Tugas> Tulis ulang bagian teks tentang perjalanan ke Ngadiwana yang dimulai dengan kata-kata "Akhirnya, siang hari" dan berakhir dengan "sekitar dua jam.", tetapi ganti "mantel" dengan "jas hujan".

Teks Bacaan>
-------------------------

[caption caption="Sunrise di Gunung Bromo"][/caption]
Hari terakhir di Bulan Desember tahun 2015, aku masih belum punya rencana di mana dan bagaimana menghabiskan waktu di malam tahun baru. Dalam pikirku, jalan-jalan di kota sambil melihat kembang api sangat membosankan, ditambah lagi dengan kemacetan lalu lintas yang hanya membuat lelah tanpa kepuasan yang tidak sebanding. Nongkrong, ngobrol sana-sini, jalan lalu macet, dan panas, itulah gambaran yang terjadi pada saat malam tahun baru di Kota Pasuruan. Hanya demi melihat warna-warni kembang api, masyarakat rela berdesakan dengan membawa anak-anaknya yang masih kecil, dan kadang kala menangis di tengah keramaian.
Terlintas sedikit ingatan kalau aku punya sepupu yang mengabdi sebagai bidan di sebuah desa yang terletak di kaki Gunung Bromo. Desa itu bernama Ngadiwana, berada di Kecamatan Tosari, Kabupaten Pasuruan. Desa Ngadiwana adalah desa yang dihuni oleh Suku Tengger, yang mayoritas adalah petani dan pemilik perkebunan. Di sana dapat dijumpai Pura, layaknya sedang berada di Bali, karena sebagian masyarakat beragama Hindu. Sepupuku tidak mengambil cuti tahun baru karena masih mempunyai tanggung jawab terhadap lima orang ibu yang masih mengandung dan akan melahirkan.
Akhirnya, siang hari itu aku putuskan untuk berangkat ke Ngadiwana dengan mengajak adik, sepupu, dan seorang ‘teman wanita’. Sore kita berangkat setelah menunggu teman wanitaku pulang kerja dengan menggunakan dua motor. Sebenarnya perjalanan menggunakan motor ini sangat berisiko, kecuali rombongan dengan motor lebih dari tujuh buah. Di sepanjang jalan dari Pasuruan menuju ke Tosari banyak terjadi kasus perampasan sepeda motor atau yang biasa disebut begal.
Dengan hati yang mantap dan niat silaturahim karena telah lama tidak bertemu, kita berempat pun berangkat pelan-pelan. Cuaca sepanjang jalan mendung, dan di beberapa tempat yang kita lewati turun hujan. Karena itu kita memakai mantel mulai dari awal perjalanan hingga sampai di Ngadiwana yang memakan waktu sekitar dua jam.
Sesampainya di gapura masuk Desa Ngadiwana, kita disambut senyuman ramah masyarakat Suku Tengger dengan  jaketnya yang khas yaitu sarung. Masyarakat pedesaan di dataran tinggi memang lebih suka memakai sarung untuk penahan dingin, alasannya karena murah dan hangat.

-------------------------

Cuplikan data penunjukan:
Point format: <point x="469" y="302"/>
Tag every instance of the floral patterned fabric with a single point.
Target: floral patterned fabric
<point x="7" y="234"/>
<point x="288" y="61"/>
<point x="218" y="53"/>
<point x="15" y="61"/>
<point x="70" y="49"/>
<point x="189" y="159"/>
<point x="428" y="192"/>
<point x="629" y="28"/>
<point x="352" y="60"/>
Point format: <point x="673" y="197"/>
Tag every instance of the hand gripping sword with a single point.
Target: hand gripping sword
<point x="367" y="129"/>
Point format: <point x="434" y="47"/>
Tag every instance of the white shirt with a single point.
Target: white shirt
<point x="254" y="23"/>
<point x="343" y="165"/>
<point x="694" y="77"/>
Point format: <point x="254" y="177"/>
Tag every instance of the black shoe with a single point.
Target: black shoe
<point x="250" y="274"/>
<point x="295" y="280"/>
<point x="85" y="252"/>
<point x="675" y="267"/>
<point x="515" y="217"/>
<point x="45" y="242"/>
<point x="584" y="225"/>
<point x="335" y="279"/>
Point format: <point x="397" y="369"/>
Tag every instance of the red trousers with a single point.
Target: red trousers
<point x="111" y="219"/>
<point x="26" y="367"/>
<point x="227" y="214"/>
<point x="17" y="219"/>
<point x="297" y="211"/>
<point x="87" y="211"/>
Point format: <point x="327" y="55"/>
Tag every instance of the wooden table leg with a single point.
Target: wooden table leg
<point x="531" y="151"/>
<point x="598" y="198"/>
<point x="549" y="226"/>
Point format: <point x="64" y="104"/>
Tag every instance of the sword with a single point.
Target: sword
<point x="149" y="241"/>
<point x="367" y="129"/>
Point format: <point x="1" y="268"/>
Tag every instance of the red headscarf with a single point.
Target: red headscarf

-------------------------

Jawaban>
Akhirnya, siang hari itu aku putuskan untuk berangkat ke Ngadiwana dengan mengajak adik, sepupu, dan seorang ‘teman wanita’. Sore kita berangkat setelah menunggu teman wanitaku pulang kerja dengan menggunakan dua motor. Sebenarnya perjalanan menggunakan motor ini sangat berisiko, kecuali rombongan dengan motor lebih dari tujuh buah. Di sepanjang jalan dari Pasuruan menuju ke Tosari banyak terjadi kasus perampasan sepeda motor atau yang biasa disebut begal.
Dengan hati yang mantap dan niat silaturahim karena telah lama tidak bertemu, kita berempat pun berangkat pelan-pelan. Cuaca sepanjang jalan mendung, dan di beberapa tempat yang kita lewati turun hujan. Karena itu kita memakai jas hujan mulai dari awal perjalanan hingga sampai di Ngadiwana yang memakan waktu sekitar dua jam.